#### [PROVIDED RECORDS]
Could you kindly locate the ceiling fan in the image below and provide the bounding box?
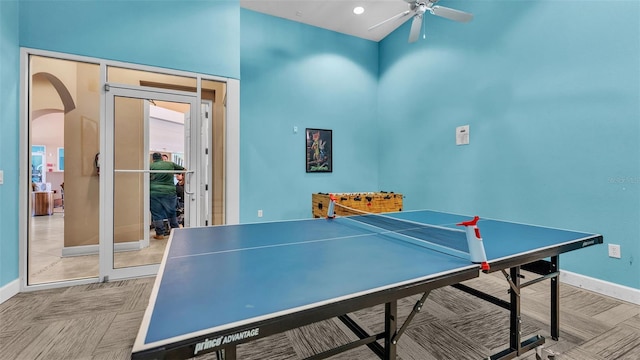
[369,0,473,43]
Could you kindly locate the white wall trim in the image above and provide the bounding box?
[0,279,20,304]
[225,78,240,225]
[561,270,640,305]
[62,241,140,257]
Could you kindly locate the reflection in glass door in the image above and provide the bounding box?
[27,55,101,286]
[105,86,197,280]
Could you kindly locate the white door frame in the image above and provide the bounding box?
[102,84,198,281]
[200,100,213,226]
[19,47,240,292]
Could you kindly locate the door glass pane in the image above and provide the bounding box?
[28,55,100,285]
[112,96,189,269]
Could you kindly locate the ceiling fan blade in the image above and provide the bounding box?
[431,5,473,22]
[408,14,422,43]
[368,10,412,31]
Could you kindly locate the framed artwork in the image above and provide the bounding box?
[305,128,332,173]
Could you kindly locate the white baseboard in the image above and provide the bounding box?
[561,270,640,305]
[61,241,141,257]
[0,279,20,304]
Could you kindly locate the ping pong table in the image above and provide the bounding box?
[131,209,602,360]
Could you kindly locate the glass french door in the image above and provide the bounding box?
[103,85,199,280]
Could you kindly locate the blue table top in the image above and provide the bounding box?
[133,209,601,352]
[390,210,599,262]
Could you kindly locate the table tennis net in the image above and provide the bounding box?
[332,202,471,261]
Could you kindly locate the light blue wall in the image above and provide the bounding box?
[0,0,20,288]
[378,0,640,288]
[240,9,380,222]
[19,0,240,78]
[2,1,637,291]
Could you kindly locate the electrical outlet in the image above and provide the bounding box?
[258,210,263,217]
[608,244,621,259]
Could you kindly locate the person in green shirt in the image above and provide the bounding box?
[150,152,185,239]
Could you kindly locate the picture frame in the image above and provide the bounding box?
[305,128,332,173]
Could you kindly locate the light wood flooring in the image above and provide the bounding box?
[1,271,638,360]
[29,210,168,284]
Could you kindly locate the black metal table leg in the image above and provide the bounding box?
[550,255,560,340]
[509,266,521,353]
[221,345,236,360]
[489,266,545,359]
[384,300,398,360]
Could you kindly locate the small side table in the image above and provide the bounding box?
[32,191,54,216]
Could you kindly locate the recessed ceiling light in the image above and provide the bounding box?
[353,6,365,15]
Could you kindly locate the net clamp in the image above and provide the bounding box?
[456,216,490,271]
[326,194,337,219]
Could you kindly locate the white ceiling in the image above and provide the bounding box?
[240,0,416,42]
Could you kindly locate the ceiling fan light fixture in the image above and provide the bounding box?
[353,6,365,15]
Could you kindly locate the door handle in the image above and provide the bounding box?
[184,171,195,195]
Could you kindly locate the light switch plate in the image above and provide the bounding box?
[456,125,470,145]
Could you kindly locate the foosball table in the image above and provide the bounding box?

#### [PROBLEM DETAILS]
With the pictures set aside, repeat every entry above exactly.

#### [PROBLEM SOLUTION]
Could you kindly locate the ceiling fan in the image below and provide the bounding box?
[369,0,473,43]
Could you kindly locate the white wall trim in the image above and provide the bounding box?
[0,279,20,304]
[225,78,240,225]
[561,270,640,305]
[62,241,140,257]
Could you kindly locate the reflection in glass door in the image above and provide the bounding box?
[27,55,101,286]
[105,86,197,280]
Could you kindly locate the white door frame in the image above and provide the bounding box?
[102,84,198,281]
[200,100,213,226]
[19,47,240,292]
Could you kindly locate the door glass pane in the image above and provide the bounding box?
[28,55,100,285]
[112,96,189,269]
Could you kindly locate the ceiling fan blade in the image above and provide the bounding box?
[431,5,473,22]
[408,14,422,43]
[368,10,412,31]
Could you kindly locate the framed artwork in the image above and provide the bounding box?
[305,128,332,173]
Could you kindly locate the white baseboard in the image above and provide the bounding box?
[561,270,640,305]
[61,241,141,257]
[0,279,20,304]
Could you kindly locate the ping pong table in the image above and provide the bounding box?
[131,209,602,360]
Could you kindly locate the glass french door in the image above and provide the bounding box?
[103,85,199,280]
Could you kindly locate the blue table top in the image above and provide the bounding box?
[133,209,601,352]
[390,210,599,262]
Could you kindly locate the table tennis net in the image above and provide the bounding box?
[332,202,471,261]
Could you kindly locate the light blue wall in the image above and provide the bounding box?
[0,0,20,288]
[378,0,640,288]
[240,9,380,222]
[19,0,240,78]
[2,1,637,291]
Could you kindly locate the electrical outlet in the image above and provide the bounding box?
[258,210,263,217]
[608,244,621,259]
Could you kindly locate the person in green shirt in the image above and provide the bounding box?
[150,152,185,239]
Could you kindly locate the picture frame in the image above and provide the bounding box?
[305,128,332,173]
Could you kindly locate the light wood flooring in the image above and provide the bounding box?
[1,271,638,360]
[29,210,168,284]
Could you kindly locate the black metal table leg in the image above and provide the bounding box?
[550,255,560,340]
[509,266,521,353]
[221,345,236,360]
[489,266,545,359]
[384,300,398,360]
Could you kindly locate the small side table in the image above and provide the bounding box?
[32,191,54,216]
Could you kindly locate the recessed ceiling light in the image above and provide the bounding box?
[353,6,365,15]
Could you kindly locate the net clamp in the image above and provide the bounding box?
[456,216,490,271]
[326,194,337,219]
Could you kindly locate the white ceiling in the image above and provide the bounding box?
[240,0,416,42]
Could you kindly locate the ceiling fan light fixture in the image above and provide the bounding box?
[353,6,365,15]
Could you kindly locate the door handle in the image above and provide the bounding box?
[184,171,195,195]
Could you kindly locate the light switch plate in the image above and provide the bounding box?
[456,125,470,145]
Could you kindly locate the foosball table in the image above and provide the bounding box?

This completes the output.